══ Entries provided

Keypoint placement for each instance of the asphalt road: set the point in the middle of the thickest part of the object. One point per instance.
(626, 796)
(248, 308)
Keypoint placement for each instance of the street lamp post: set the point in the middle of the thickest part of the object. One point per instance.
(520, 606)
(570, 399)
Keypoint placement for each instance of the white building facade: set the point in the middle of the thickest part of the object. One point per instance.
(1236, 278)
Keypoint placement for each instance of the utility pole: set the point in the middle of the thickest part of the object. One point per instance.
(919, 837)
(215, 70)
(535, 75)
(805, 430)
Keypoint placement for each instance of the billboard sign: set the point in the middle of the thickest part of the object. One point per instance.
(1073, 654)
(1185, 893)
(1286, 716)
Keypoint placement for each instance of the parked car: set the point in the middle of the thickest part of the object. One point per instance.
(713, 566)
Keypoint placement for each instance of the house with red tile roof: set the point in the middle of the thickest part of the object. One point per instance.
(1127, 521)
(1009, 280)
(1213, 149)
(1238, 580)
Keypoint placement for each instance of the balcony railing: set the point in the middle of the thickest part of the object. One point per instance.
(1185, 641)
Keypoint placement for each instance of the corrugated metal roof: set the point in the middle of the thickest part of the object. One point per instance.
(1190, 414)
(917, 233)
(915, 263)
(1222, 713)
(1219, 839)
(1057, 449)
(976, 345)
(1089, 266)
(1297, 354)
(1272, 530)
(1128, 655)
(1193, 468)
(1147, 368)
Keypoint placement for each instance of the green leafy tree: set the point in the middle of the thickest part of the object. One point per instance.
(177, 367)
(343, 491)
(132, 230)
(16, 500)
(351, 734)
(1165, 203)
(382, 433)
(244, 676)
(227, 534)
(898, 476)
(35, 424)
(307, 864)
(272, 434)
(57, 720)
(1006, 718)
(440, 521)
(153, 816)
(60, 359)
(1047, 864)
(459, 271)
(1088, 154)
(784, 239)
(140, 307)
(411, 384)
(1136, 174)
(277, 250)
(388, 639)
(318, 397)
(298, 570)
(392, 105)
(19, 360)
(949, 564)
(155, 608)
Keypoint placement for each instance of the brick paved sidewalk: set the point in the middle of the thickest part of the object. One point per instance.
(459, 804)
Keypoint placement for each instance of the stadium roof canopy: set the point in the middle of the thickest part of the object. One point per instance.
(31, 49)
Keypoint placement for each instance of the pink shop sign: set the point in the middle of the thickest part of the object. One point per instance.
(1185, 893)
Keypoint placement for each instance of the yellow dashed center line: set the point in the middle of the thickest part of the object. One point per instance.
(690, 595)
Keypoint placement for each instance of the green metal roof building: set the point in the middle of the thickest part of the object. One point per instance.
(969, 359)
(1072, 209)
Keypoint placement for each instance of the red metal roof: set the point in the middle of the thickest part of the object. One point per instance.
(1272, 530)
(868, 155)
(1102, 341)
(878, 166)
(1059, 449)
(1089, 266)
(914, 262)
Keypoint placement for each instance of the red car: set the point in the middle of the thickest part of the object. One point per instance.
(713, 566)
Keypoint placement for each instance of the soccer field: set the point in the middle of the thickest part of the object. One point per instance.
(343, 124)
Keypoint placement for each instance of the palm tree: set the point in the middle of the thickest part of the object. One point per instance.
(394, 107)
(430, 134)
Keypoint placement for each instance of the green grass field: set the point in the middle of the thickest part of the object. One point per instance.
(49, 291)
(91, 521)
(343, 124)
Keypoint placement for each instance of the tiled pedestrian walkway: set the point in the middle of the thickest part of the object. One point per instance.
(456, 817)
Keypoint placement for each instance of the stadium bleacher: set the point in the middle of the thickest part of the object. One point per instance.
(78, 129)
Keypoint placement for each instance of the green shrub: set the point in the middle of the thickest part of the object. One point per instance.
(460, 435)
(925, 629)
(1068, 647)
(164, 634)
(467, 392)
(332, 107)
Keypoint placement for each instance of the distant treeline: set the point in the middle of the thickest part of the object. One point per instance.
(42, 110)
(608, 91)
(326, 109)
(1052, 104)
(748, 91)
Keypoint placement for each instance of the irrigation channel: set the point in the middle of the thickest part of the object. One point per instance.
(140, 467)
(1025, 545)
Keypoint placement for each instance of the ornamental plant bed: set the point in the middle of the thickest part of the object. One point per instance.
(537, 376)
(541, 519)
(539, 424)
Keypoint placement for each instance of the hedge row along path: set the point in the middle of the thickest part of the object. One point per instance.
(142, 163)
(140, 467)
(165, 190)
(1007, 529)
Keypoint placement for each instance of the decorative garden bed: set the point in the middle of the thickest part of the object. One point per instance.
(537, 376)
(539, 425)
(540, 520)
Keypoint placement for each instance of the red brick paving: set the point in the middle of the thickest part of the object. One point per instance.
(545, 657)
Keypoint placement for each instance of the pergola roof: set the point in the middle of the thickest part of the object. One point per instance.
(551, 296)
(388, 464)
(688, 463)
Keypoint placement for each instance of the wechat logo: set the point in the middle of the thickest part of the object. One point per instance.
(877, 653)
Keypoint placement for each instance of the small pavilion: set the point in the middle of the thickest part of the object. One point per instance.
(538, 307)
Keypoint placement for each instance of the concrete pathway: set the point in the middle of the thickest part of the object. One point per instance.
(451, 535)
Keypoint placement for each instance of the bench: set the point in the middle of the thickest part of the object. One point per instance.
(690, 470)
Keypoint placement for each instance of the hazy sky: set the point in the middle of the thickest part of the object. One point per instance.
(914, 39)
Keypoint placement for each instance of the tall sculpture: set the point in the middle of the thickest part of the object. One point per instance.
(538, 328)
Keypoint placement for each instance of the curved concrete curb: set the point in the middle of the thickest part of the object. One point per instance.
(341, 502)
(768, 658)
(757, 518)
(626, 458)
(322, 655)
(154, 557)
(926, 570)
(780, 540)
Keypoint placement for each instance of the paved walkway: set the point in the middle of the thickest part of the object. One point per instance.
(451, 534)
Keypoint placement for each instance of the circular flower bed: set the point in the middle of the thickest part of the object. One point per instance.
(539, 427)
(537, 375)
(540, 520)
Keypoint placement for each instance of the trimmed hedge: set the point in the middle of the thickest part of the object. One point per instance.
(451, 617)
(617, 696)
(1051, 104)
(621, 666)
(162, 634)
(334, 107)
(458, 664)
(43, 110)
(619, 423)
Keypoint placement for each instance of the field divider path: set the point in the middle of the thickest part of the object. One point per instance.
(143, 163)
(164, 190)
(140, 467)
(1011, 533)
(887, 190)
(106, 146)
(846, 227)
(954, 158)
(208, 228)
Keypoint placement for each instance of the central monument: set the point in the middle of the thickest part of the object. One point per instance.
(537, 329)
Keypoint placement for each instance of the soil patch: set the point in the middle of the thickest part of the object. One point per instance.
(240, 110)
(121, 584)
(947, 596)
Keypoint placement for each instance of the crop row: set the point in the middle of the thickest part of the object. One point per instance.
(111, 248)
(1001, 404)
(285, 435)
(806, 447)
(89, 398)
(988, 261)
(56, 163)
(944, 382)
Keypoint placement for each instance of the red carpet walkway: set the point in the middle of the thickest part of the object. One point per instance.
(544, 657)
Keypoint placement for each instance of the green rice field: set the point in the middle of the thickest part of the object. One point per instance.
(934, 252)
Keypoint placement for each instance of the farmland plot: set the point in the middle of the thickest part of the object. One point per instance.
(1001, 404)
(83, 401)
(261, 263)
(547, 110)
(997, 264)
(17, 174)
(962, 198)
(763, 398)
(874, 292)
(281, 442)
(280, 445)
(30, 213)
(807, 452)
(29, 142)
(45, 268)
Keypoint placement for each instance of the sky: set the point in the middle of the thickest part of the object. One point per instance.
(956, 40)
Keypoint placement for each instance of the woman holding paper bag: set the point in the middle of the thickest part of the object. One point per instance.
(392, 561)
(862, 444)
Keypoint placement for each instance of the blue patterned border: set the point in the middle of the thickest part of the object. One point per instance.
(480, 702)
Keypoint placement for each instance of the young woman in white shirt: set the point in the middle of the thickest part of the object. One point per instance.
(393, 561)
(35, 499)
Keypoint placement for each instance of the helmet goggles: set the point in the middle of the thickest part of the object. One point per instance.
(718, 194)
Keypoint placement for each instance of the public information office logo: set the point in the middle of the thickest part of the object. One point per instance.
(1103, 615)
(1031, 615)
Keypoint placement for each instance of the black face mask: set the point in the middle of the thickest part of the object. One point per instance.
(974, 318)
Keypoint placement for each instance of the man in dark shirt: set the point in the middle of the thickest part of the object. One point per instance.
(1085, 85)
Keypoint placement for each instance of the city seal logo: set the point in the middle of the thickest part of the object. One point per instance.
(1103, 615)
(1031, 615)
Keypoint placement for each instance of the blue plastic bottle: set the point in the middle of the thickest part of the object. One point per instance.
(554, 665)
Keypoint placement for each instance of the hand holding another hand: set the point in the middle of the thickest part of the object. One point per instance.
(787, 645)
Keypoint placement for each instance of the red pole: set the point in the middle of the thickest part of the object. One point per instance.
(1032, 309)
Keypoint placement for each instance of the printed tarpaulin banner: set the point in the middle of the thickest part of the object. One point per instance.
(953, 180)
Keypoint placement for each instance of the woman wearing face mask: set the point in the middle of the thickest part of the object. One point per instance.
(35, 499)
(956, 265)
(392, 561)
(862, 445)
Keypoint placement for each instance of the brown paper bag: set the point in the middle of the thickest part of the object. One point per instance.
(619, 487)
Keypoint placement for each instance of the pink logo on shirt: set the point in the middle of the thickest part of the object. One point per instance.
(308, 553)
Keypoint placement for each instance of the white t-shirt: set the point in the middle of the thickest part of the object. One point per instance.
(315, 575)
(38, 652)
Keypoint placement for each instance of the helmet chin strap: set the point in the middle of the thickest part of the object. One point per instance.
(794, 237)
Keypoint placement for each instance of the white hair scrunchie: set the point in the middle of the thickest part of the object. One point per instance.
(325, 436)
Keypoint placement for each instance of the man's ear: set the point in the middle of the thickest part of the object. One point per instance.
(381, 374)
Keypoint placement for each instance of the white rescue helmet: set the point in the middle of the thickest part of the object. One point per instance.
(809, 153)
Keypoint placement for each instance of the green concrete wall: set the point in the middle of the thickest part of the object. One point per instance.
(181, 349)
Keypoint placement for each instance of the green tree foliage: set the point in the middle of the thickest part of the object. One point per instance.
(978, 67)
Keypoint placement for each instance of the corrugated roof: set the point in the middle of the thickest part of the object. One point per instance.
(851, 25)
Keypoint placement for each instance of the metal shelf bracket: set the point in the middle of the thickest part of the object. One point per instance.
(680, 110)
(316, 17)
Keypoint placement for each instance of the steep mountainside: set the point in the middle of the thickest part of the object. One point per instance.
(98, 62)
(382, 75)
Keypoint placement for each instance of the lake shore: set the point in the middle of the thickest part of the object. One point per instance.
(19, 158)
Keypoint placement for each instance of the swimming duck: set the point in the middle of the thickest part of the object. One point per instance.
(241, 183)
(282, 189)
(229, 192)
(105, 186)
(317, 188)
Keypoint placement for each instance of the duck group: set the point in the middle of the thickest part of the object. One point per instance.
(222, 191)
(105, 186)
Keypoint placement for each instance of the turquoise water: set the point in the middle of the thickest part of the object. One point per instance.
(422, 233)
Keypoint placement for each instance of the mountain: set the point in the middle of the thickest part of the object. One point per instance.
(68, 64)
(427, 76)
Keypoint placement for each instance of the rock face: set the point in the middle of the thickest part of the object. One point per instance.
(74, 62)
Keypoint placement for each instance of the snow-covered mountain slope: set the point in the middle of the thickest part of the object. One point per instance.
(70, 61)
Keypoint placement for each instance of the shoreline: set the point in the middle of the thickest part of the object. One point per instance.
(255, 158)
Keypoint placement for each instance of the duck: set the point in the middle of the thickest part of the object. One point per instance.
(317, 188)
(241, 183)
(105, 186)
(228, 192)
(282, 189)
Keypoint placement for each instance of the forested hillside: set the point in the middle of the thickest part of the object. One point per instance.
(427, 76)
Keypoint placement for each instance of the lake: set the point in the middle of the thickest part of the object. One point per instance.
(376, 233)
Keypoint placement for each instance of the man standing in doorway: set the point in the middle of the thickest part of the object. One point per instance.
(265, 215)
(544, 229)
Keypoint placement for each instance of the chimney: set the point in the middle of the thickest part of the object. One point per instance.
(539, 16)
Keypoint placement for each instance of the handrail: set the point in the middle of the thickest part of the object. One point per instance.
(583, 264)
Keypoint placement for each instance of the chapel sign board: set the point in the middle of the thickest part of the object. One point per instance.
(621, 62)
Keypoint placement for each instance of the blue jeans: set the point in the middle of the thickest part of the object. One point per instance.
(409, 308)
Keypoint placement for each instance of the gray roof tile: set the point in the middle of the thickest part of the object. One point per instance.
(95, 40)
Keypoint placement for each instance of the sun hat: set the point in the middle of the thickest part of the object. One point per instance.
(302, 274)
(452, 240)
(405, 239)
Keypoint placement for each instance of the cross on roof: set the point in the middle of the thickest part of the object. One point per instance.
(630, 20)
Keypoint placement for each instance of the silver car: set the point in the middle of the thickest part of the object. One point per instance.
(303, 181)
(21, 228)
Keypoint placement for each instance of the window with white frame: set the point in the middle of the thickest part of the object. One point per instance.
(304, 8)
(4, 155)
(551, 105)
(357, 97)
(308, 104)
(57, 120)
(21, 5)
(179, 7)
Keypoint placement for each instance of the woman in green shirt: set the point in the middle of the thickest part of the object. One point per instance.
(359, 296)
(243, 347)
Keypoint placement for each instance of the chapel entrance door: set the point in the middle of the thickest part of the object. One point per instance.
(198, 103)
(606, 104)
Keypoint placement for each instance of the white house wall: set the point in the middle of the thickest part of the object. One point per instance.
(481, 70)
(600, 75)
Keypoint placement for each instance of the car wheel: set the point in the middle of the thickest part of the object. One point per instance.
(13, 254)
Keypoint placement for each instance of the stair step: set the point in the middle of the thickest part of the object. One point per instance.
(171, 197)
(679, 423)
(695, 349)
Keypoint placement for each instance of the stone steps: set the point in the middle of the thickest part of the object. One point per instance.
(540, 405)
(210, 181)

════

[Task requirements]
Repeat exactly the lines above, starting with the line that contains "Keypoint placement for each instance of the stair" and ending with the last line, both included, and nothing else.

[Expected answer]
Keypoint placement for each instance of the stair step: set the point in the middle of the thickest part of the object. One point per instance.
(171, 197)
(679, 423)
(695, 349)
Keypoint placement for each instance of the stone steps: set the point in the middle of the thickest part of the object. One point per instance.
(540, 405)
(210, 181)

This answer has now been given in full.